Task directions:
Reproduce each of the following items line for line, with no changes.

Extracted material:
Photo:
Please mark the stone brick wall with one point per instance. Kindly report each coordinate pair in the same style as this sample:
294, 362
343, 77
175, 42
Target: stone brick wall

Answer for the task:
Photo:
Please mark the stone brick wall with one point per instance. Kindly report each coordinate pair in the same style as this sample:
294, 362
343, 77
175, 42
Target: stone brick wall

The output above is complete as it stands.